Selected excerpt
Sunday, January 16, 2011

Golden Globes Successfully Roasts Itself

Ricky Gervais Didn't exactly blow his hosting gig at the Golden Globe Award Show, though it certainly looked like it. I think he was up to something a bit more subtle.

In the course of the long ceremony he treated the Hollywood Foreign Press Association, the literal hand that was feeding him, to a non-stop barrage of sneering abuse, some funny, some shockingly blunt. Right out of the gate, Gervais made jokes about The Tourist, the star-studded bomb nominated for best comedy or musical (huh?), a nod which may or may not have been influenced by the film's producers junketing the HFPA to Vegas. It had zero chance of winning anything, but nominating one of its stars guaranteed Brangelina would attend the awards ceremony. Gotta have them!

Ricky Gervais made fun of Phil Berk, the president of the HFPA, practically to his face. He was not amused. He also introduced Steve Carrell with a joke that his early departure from "The Office" was killing the franchise he created. Steve was really not amused-- though it's hard to tell if he was just in character.

Task to carry out
Continue the blog post about Ricky Gervais hosting the Golden Globes, picking up after its final sentence. The rows after this point can be skipped; they aren't used here.

Listed records
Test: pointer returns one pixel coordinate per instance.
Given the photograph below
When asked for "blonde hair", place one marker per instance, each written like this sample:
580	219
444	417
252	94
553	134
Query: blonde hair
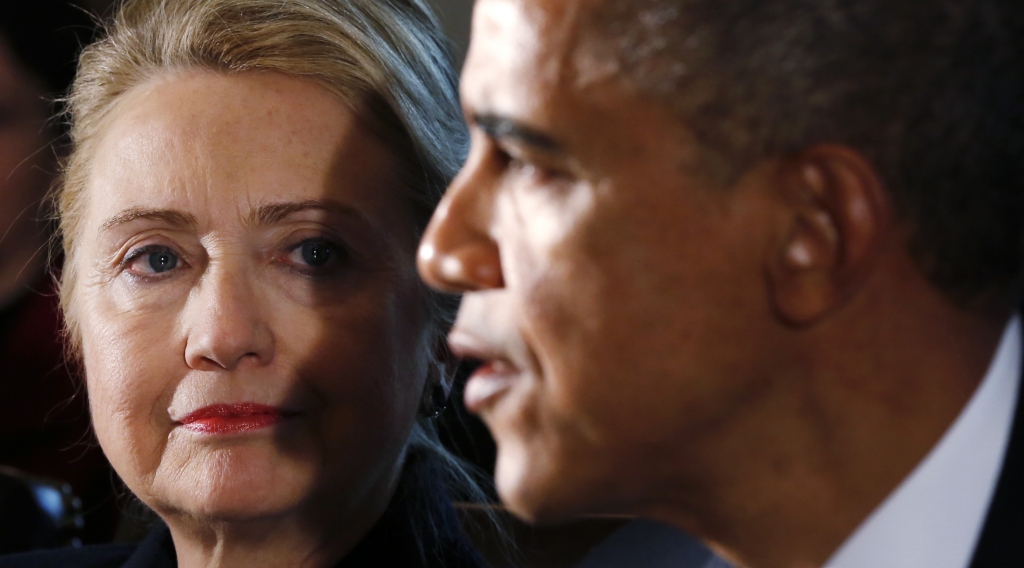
386	59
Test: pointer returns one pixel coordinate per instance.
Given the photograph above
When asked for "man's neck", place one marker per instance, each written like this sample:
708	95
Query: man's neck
796	475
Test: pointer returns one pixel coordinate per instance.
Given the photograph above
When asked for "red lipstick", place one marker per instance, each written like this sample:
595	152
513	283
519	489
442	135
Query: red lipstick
231	419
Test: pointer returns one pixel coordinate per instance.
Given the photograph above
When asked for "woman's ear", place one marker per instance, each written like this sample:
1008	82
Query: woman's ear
444	364
837	214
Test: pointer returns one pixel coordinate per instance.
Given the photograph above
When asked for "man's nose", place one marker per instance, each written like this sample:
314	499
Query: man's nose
225	325
458	252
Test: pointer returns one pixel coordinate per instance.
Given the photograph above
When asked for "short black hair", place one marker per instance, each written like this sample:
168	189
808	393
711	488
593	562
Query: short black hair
46	37
931	91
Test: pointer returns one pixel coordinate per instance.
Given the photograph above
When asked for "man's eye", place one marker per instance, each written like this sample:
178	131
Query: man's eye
153	260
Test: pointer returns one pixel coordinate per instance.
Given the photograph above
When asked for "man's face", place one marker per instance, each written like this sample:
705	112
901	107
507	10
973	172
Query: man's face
615	296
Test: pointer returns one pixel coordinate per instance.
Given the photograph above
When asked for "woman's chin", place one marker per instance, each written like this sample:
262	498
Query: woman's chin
238	483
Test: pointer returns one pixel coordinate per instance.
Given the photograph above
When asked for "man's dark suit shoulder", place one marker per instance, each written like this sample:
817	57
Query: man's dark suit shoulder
1001	540
100	556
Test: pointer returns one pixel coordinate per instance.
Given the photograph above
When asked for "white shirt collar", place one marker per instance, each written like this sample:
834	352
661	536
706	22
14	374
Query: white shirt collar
935	516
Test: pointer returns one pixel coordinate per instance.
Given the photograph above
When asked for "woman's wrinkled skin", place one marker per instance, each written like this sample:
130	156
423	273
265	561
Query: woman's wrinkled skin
245	241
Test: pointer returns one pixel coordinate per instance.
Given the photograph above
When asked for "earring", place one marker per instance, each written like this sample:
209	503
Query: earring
434	401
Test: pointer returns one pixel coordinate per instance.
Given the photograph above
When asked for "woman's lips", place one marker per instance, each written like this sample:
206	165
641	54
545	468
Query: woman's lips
488	383
232	419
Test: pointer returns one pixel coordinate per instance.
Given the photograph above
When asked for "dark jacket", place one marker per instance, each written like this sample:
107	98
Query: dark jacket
420	529
1001	541
44	416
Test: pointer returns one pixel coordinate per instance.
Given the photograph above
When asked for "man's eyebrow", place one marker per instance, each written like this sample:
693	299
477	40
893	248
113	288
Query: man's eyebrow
503	128
274	213
174	218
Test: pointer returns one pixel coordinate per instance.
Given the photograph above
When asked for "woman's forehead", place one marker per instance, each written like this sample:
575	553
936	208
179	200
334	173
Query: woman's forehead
207	141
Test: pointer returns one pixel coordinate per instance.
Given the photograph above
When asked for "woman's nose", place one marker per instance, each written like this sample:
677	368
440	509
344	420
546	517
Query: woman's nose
458	253
225	326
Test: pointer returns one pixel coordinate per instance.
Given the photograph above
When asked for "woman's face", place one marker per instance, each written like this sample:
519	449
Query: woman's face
254	333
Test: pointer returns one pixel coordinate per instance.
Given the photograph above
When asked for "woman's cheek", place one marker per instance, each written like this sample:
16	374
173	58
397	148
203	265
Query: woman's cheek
129	378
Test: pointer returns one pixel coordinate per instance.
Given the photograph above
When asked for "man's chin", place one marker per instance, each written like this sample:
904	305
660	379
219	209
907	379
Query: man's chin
530	490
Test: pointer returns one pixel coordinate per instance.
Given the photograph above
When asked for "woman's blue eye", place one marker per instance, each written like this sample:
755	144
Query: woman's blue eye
163	261
153	260
316	254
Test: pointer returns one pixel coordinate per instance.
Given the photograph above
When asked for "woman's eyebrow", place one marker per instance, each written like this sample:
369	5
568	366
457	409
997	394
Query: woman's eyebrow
274	213
174	218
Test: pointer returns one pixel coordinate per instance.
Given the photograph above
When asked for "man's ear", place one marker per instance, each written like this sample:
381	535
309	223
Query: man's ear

The answer
Ricky Gervais' antics polarized the audience as well. Aside from the justifiably livid Mr. Berk, Tom Hanks, Tim Allen and especially Robert De Niro did not seem to appreciate Rick Gervais' blunt snark. Christian Bale, who worn Best Supporting Actor for The Fighter (well deserved!) threw a punch of his own at the HFPA, calling the press people who nominated him "those awful characters." (When Christian Bale started to speak, my wife sat up and said "I had no idea he was English!" This is much to Mr. Bale's credit, if you ask me.)

It was one of the weirdest awards shows I've seen in a while. What made it weirder is I watched it sort of backwards: came in the last 45 minutes or so, then picked it up from the top when NBC repeated it at 8 p.m. PST.

This is what I think Ricky Gervais was doing: what he was hired to do. He was trying to de-legitimize the Golden Globe Awards-- this year's awards, at least. He was, in gangster-movie parlance, busting out the joint.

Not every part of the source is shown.